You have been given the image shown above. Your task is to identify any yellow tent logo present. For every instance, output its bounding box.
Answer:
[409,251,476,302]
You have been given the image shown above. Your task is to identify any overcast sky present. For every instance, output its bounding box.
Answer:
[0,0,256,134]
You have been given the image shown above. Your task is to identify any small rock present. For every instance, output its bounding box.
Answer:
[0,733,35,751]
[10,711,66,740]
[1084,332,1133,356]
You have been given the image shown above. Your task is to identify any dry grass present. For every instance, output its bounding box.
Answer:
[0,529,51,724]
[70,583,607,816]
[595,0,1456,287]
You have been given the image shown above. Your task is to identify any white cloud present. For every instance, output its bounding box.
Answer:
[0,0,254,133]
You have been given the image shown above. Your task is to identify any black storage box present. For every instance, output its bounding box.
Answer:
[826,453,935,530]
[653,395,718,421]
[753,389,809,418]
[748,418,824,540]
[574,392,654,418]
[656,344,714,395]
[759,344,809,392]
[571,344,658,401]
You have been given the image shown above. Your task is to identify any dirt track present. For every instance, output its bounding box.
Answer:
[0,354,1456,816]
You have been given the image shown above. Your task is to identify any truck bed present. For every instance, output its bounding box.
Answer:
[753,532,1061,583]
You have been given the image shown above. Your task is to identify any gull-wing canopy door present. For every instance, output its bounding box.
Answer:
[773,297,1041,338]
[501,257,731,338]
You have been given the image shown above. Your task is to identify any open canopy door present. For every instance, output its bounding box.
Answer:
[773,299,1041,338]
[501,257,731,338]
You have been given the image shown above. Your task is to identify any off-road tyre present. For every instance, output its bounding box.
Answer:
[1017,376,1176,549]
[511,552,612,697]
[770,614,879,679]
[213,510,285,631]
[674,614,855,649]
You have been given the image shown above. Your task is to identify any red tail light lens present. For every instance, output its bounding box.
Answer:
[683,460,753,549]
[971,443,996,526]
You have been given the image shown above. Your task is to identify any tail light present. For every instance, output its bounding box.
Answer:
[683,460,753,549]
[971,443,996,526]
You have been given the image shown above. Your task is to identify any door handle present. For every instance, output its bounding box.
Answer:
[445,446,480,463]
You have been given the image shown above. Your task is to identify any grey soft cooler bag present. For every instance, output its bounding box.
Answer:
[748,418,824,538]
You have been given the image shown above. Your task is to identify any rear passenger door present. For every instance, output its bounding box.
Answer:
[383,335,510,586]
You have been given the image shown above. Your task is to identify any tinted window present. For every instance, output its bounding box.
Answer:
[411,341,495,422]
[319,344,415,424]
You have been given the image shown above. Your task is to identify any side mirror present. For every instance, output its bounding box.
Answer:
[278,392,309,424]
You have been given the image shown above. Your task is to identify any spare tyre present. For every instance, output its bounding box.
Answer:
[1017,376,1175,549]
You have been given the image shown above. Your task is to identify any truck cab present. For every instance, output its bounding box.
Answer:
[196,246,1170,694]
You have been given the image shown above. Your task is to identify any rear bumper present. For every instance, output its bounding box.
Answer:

==================================================

→ Instructions to follow:
Render everything from the line containing "any rear passenger" down to the line containing "[196,246,1170,694]" as a two-column CSV headed text and answer. Give one row per record and put each value in a single quoted field, with any line breaks replaced by spaces.

→ Exercise response:
text,answer
"You have been given the image shown above. Your task is to identify any rear passenger door present. For every instance, output its bounding box. Answer:","[383,335,510,586]"
"You have been given the image shown above. Your task is to identify any tinted window present. For every instance, output its bounding box. Answer:","[411,341,495,422] [319,344,415,424]"
"You have been given the image shown above. Your task is to identify any side mirror present. For every instance, output its bounding box. Answer:","[278,392,309,424]"
"You have been given the image shown above. Your task is to identify any spare tyre present. For every instance, output its bounding box. Answer:","[1017,376,1175,549]"
"You have been given the image shown above. Your task is to identify any truck cab present. For every instance, output its bounding box. Answer:","[196,246,1170,694]"